• WHAT YOU NEED TO DO:
Locate each line in the entries below that contains the word "snow" and copy those lines out.

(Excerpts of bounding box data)
◇ ◇ ◇
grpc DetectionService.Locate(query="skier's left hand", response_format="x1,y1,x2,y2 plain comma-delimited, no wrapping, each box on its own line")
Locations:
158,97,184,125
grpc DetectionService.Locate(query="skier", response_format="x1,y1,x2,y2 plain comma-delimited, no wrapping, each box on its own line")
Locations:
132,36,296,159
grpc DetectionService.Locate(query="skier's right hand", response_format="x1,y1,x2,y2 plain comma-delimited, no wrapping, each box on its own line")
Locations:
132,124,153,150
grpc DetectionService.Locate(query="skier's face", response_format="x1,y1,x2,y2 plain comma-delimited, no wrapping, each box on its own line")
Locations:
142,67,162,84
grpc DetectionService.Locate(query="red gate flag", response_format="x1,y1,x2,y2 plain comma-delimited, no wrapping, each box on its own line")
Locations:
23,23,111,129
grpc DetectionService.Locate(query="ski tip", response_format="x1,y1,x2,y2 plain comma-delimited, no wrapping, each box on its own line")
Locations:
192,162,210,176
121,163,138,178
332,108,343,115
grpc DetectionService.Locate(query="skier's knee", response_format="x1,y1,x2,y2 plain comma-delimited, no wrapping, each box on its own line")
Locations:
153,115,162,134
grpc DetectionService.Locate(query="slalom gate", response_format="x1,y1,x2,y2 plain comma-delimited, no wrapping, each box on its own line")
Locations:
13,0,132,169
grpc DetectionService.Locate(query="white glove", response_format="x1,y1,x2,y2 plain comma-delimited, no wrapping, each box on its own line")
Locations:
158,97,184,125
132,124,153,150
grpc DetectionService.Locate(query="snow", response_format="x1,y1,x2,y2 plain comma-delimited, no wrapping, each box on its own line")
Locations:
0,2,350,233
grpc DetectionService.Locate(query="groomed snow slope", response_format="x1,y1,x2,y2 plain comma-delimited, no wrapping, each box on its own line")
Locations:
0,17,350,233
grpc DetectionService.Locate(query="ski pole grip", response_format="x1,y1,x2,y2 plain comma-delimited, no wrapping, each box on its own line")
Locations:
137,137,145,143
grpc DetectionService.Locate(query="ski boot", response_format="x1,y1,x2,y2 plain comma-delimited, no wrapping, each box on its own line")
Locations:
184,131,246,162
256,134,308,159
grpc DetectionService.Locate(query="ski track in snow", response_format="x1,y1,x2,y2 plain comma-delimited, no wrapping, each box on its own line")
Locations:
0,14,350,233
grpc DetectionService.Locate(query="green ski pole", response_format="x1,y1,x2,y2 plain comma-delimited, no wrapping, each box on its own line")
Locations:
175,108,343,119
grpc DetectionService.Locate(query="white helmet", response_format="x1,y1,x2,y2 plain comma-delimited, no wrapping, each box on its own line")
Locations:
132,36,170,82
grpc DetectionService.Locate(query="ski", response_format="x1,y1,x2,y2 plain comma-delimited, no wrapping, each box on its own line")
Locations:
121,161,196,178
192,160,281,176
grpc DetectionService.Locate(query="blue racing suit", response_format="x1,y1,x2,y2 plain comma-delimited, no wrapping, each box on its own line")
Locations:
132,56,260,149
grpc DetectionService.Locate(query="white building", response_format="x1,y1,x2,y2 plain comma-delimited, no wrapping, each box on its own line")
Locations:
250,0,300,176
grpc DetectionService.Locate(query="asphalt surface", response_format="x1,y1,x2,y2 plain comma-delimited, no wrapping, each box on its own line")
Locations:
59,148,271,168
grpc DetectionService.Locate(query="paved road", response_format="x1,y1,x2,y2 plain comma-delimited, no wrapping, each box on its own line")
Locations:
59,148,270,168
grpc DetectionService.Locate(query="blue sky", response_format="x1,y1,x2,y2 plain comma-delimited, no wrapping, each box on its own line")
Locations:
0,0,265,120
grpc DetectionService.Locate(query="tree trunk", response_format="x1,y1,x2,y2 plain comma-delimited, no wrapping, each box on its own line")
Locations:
◇ ◇ ◇
• FINAL RESULT:
grpc DetectionService.Locate(query="snow", response_format="x1,y1,x2,y2 plain comma-delimited, no wrapping, each box on its own line")
grpc DetectionService.Locate(query="groomed snow slope", response_format="x1,y1,x2,y2 plain comma-delimited, no wrapping, each box on its own line")
grpc DetectionService.Locate(query="ski track in snow", response_format="x1,y1,x2,y2 plain comma-delimited, no wrapping, each box on its own line")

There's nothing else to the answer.